Ante un difunto siempre hay alguien que expresa su perplejidad: “¡Lo que es la vida”! Como si la muerte fuera el imprevisto que te deja definitivamente tirado. Pero en el caso de don Isidro Ramos Espinosa, ni de cuerpo presente denotaba especial dramatismo: Simplemente, no cabía dar más de sí, y ahí se quedó. Y aquí deja uno su breve nota de afecto y reconocimiento.
Pero esta no va a ser una necrológica al uso por la manía de matar dos pájaros de un tiro (mi difunto suegro juzgará lo oportuno del dicho), añadiendo al pésame, lo que me sugiere su longevidad: El que nace con esos genes, no sólo dispone de muchos años por delante; sino que, al paso de éstos, puede permitirse poner en su sitio lo pasado.
Me explico: cumplir los veinte años el mismísimo dieciocho de julio del treinta y seis, y morirse en vísperas de sus ciento un años dice –en su sola peripecia vital– lo lejos que queda aquello: Exactamente en el pretérito perfecto simple (antes, pretérito indefinido): Se cumplió hasta como pasado.
Dice uno esto porque chirría el contraste con esa agónica anomalía de la izquierda española que a tantos trae de cabeza: la de tener aun presente que el oponente político es heredero (y, en alguna medida, corresponsable) de aquel drama. Tristísimo lastre el de no sobrevivir al pasado. Y –¡a ochenta años de aquella pesadilla!– es una auténtica pesadez.
De ahí que, ante ese enquistamiento histórico, la trayectoria más que centenaria de este hombre básicamente bueno, libre, vital, y amante de eso que llamó Goethe “el eterno femenino”, aparezca, en sí misma, como un generoso triunfo de la vida que todo lo trasciende. Como debe ser. Y, por lo que a uno respecta, como muerto el palo quedó la astilla (y con ella su alegría de vivir), no puede separar pésame de agradecimiento.

_____

Trabajo pedido:
**A)** ¿Puedes copiar del texto sobre don Isidro Ramos Espinosa el pasaje que va desde "Dice uno esto" hasta "una auténtica pesadez.", este incluido, sustituyendo "pesadez" por "carga"?
**B)** En el texto sobre don Isidro Ramos Espinosa, ¿qué adjetivos califican a "este hombre" antes de las palabras "y amante"?
Los datos son material independiente del texto.

[Entradas de datos almacenadas]
_____

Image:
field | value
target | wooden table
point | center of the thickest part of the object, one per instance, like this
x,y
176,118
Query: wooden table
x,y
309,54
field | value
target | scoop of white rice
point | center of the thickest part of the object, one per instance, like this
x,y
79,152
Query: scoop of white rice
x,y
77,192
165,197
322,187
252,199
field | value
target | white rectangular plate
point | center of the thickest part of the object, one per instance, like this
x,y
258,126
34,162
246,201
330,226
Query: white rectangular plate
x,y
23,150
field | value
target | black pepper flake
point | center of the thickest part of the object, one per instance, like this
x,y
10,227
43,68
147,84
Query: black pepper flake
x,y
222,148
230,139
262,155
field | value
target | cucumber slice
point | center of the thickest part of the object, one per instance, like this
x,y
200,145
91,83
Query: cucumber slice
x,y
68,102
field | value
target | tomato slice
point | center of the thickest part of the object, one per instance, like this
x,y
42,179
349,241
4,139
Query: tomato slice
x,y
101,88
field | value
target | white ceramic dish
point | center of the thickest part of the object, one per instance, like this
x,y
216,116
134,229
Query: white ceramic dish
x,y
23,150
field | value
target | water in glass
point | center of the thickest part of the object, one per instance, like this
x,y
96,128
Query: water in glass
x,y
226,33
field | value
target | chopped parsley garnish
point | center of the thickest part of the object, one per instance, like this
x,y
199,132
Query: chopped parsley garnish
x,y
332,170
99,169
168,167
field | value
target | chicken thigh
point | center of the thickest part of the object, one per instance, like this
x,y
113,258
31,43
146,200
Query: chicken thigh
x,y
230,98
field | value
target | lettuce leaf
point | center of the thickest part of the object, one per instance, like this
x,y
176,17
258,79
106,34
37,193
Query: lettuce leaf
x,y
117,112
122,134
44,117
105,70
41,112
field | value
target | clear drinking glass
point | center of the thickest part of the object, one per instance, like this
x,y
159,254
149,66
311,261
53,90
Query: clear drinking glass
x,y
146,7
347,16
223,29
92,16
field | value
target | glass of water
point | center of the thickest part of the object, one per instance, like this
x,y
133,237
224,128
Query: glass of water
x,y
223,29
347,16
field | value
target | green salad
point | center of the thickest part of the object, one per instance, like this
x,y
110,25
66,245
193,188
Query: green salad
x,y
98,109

_____

Respuestas del ejercicio:
**A)**
Dice uno esto porque chirría el contraste con esa agónica anomalía de la izquierda española que a tantos trae de cabeza: la de tener aun presente que el oponente político es heredero (y, en alguna medida, corresponsable) de aquel drama. Tristísimo lastre el de no sobrevivir al pasado. Y –¡a ochenta años de aquella pesadilla!– es una auténtica carga.

**B)** Bueno, libre y vital.